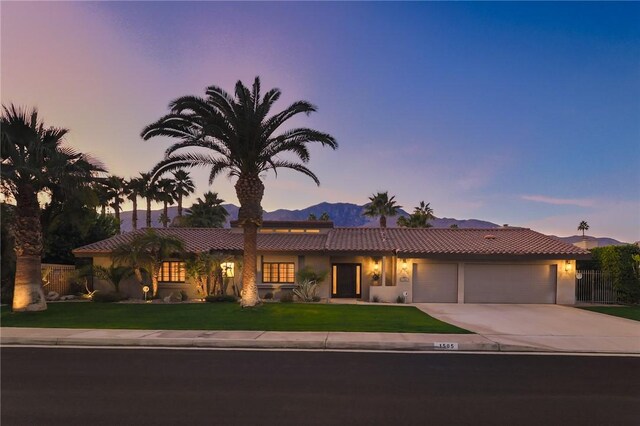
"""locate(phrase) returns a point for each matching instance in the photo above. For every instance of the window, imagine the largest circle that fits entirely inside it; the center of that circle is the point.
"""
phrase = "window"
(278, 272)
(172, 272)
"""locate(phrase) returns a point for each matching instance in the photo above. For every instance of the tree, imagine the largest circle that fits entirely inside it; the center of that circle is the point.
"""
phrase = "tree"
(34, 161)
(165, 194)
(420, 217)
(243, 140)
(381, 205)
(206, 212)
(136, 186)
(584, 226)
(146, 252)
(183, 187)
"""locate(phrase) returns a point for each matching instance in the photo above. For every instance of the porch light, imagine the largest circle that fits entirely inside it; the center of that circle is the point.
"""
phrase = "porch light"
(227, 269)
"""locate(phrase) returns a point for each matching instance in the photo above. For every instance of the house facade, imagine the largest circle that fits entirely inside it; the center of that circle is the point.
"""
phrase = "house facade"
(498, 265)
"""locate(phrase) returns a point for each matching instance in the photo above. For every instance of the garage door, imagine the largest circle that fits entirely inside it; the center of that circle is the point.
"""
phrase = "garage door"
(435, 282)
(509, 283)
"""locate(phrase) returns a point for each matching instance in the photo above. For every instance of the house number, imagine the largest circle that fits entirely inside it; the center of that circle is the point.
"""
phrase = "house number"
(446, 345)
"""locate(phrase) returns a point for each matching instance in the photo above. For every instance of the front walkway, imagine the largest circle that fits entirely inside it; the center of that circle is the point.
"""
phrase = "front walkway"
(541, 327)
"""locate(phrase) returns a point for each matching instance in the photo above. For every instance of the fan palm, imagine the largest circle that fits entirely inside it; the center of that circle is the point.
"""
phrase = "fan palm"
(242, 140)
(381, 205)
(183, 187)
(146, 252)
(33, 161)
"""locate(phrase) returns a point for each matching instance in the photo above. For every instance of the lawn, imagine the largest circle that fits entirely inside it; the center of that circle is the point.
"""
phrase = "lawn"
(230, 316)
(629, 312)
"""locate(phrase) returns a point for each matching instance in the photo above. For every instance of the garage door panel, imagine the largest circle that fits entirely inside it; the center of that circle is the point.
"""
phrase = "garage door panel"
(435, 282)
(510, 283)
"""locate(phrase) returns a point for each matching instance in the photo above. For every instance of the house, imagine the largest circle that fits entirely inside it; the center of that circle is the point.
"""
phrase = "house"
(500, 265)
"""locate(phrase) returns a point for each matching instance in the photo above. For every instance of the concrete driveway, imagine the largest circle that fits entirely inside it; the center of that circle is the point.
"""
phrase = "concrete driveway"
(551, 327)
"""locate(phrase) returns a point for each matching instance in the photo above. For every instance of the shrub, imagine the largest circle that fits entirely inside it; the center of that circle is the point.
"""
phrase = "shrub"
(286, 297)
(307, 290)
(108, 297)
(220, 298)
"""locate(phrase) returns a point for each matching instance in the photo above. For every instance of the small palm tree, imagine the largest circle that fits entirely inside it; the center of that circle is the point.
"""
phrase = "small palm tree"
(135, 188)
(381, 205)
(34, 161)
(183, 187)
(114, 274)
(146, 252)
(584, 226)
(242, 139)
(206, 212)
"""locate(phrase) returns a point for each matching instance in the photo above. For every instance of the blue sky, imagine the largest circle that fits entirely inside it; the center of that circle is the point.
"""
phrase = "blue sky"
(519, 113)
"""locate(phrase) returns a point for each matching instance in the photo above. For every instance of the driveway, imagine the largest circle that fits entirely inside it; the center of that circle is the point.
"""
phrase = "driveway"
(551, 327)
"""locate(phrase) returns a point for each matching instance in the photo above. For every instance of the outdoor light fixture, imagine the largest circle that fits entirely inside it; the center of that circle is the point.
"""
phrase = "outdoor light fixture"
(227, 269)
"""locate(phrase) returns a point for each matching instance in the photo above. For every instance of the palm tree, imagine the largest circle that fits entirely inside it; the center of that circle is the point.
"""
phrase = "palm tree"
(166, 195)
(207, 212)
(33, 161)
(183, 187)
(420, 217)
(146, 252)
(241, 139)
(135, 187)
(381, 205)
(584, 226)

§ **What is needed**
Copy out the lines running from the one with "of the palm" through the end of the records, keeping every character the same.

§ **Task solution**
"""locate(phrase) returns a point for each matching instance in the photo above. For every instance of the palm tree, imagine the largest circle that fits entirely inside it; the center of that circle is the point.
"""
phrase = "palm tree"
(166, 195)
(207, 212)
(33, 161)
(183, 187)
(420, 217)
(146, 252)
(241, 139)
(135, 187)
(381, 205)
(584, 226)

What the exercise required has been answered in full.